Referring expression pointing data:
━━━━━━━━━━━━━━━━━━━━
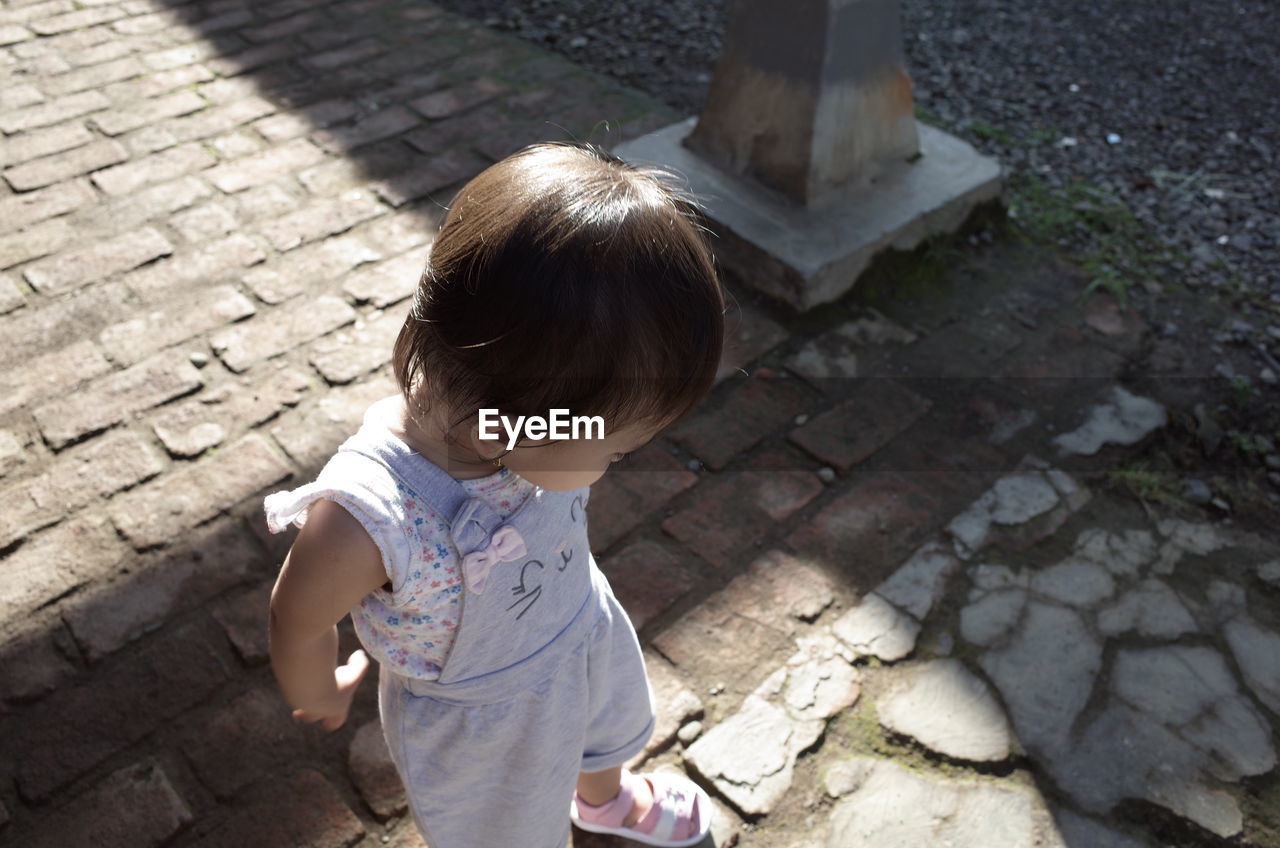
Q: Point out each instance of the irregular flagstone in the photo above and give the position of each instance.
(1074, 582)
(1046, 674)
(895, 808)
(990, 618)
(1152, 609)
(754, 776)
(1020, 507)
(781, 719)
(1123, 554)
(1257, 651)
(1124, 419)
(919, 582)
(874, 628)
(1078, 831)
(946, 709)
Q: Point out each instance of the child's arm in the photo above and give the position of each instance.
(332, 565)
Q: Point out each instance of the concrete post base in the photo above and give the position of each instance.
(808, 256)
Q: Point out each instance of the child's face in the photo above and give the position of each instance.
(570, 464)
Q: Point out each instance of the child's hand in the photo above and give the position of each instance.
(347, 679)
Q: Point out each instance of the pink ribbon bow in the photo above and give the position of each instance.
(504, 546)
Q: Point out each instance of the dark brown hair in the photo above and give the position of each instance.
(565, 277)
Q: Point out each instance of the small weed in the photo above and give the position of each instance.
(1150, 487)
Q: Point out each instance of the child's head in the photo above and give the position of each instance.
(563, 278)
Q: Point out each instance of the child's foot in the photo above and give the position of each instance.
(661, 808)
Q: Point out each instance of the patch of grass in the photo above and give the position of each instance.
(1112, 246)
(1150, 486)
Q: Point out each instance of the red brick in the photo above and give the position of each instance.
(51, 374)
(204, 489)
(32, 664)
(752, 411)
(161, 588)
(647, 579)
(388, 282)
(33, 242)
(182, 55)
(280, 329)
(44, 142)
(713, 637)
(114, 397)
(300, 122)
(206, 309)
(94, 76)
(347, 355)
(311, 434)
(451, 101)
(257, 726)
(868, 532)
(382, 124)
(160, 167)
(853, 431)
(206, 264)
(124, 698)
(74, 268)
(265, 167)
(302, 269)
(77, 19)
(62, 323)
(149, 112)
(740, 510)
(630, 492)
(778, 591)
(59, 167)
(54, 562)
(374, 773)
(323, 218)
(280, 28)
(53, 112)
(440, 172)
(97, 470)
(136, 807)
(302, 812)
(243, 616)
(216, 119)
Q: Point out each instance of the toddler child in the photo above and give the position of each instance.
(511, 687)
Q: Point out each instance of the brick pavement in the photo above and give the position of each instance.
(211, 215)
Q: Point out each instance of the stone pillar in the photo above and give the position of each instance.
(807, 154)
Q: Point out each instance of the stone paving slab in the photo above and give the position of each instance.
(878, 543)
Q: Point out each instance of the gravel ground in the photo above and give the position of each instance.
(1159, 122)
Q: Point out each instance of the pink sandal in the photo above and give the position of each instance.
(681, 812)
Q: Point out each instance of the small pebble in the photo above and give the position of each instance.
(690, 732)
(1197, 491)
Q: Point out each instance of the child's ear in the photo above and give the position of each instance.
(484, 448)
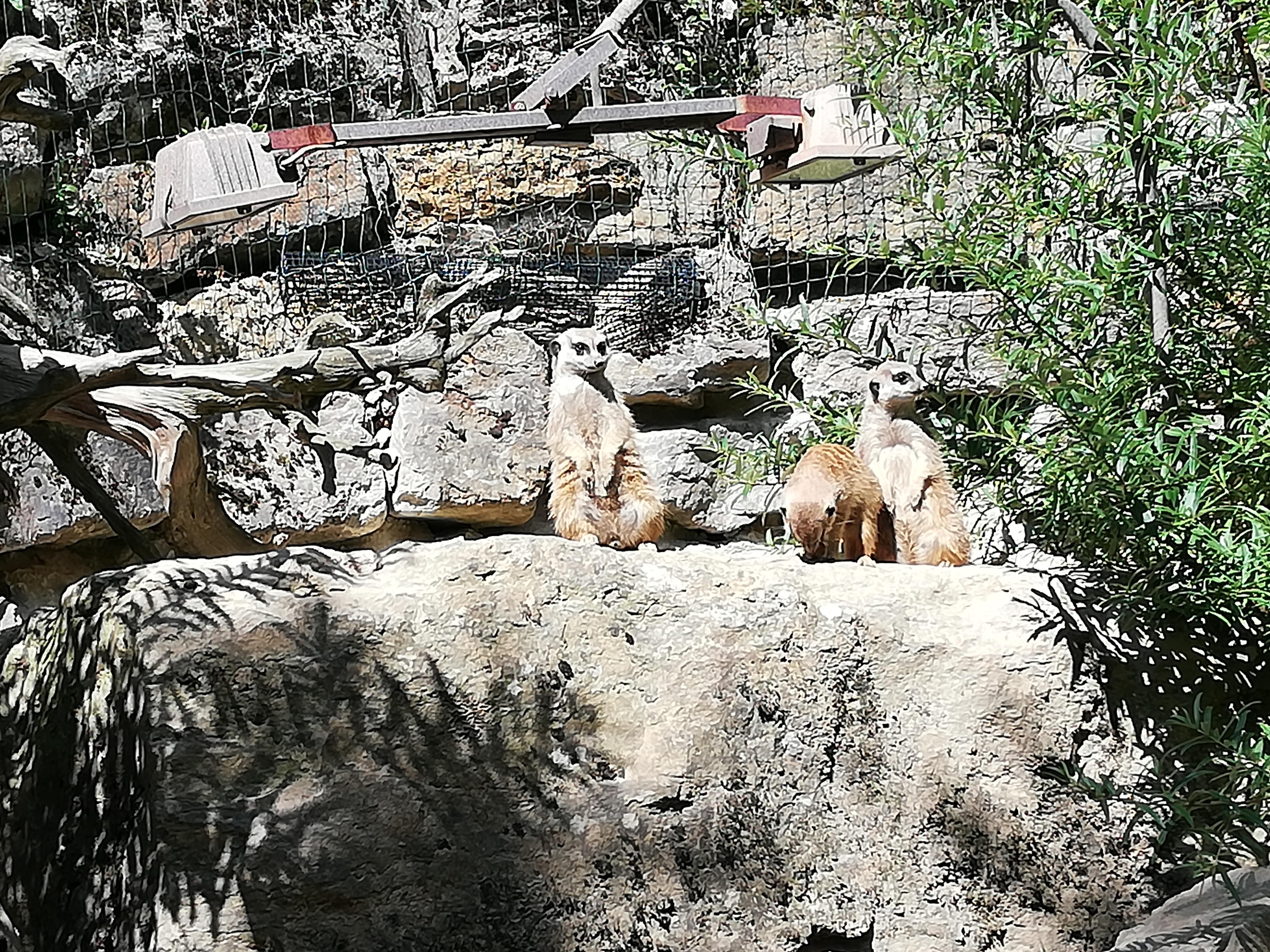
━━━━━━━━━━━━━━━━━━━━
§ **About this exercise**
Give back the data exactly. Pictures stay out.

§ **Your solution**
Q: Point out each instance of the irregular flagstone in the photo above and give the position of each instance.
(1074, 582)
(1046, 674)
(895, 808)
(990, 618)
(1152, 609)
(754, 776)
(1020, 507)
(781, 719)
(1123, 554)
(1257, 651)
(1124, 419)
(919, 582)
(874, 628)
(1078, 831)
(946, 709)
Q: Point out each instance of the child's arm in the photo above and give the position of each instance.
(332, 565)
Q: Point out each instance of the concrete post base in the photo above and give the position of each instance.
(808, 256)
Q: Point out each instance of the child's face in the photo above and give the position of each instance.
(570, 464)
Q: Point out each instance of the child's hand in the photo above and give the position of each instance.
(347, 679)
Q: Point out each instance of the pink ribbon bow in the photo above and give the position of each instance.
(504, 546)
Q: Point out each instance of the dark brown hair in the photo above and give the position of each instance.
(565, 277)
Q: Point out each instance of the small weed in the photo above and give the position of each instance.
(1150, 487)
Q: Point out each instance of the child's head in the photo above and give the position of each instance.
(563, 278)
Q: Point out each instance of the child's foot in the photo above and give the position of each instance.
(661, 808)
Q: Point out each instance of the patch of grass in the photo above and give the position of each instance.
(1112, 246)
(1150, 486)
Q: Point out each instance of the red brick in the photo above and give the position of each instance.
(51, 374)
(204, 489)
(32, 664)
(752, 411)
(161, 588)
(647, 579)
(388, 282)
(33, 242)
(182, 55)
(280, 329)
(44, 142)
(713, 637)
(114, 397)
(300, 122)
(206, 309)
(94, 76)
(347, 355)
(311, 434)
(451, 101)
(257, 726)
(868, 532)
(382, 124)
(160, 167)
(853, 431)
(206, 264)
(124, 698)
(74, 268)
(265, 167)
(302, 269)
(77, 19)
(62, 323)
(149, 112)
(740, 510)
(630, 492)
(778, 591)
(59, 167)
(54, 562)
(374, 773)
(323, 218)
(280, 28)
(53, 112)
(440, 172)
(97, 470)
(136, 807)
(302, 812)
(243, 616)
(216, 119)
Q: Point out each instance of the toddler child in the photo above and give the position of each instance.
(511, 687)
Q: Point out each instance of the brick pavement in the photo above and give the position of each instance.
(211, 215)
Q: Point out each instance of the stone pillar in the photo above and give the position of each instance.
(807, 154)
Q: Point out each instance of the stone paving slab in the photo above and give the position of each instance.
(878, 543)
Q: Point out each instance of the gravel ground in the photo above and give the position of each instance.
(1159, 122)
Q: Point out each instance of the pink sandal in the photo above and give the position of each instance.
(681, 812)
Q: Point out each instance of the small pebble in the photo above and give the position of each instance.
(690, 732)
(1197, 491)
Q: Point out each instance of the child's ear in the photo above and give the position of each instance.
(484, 448)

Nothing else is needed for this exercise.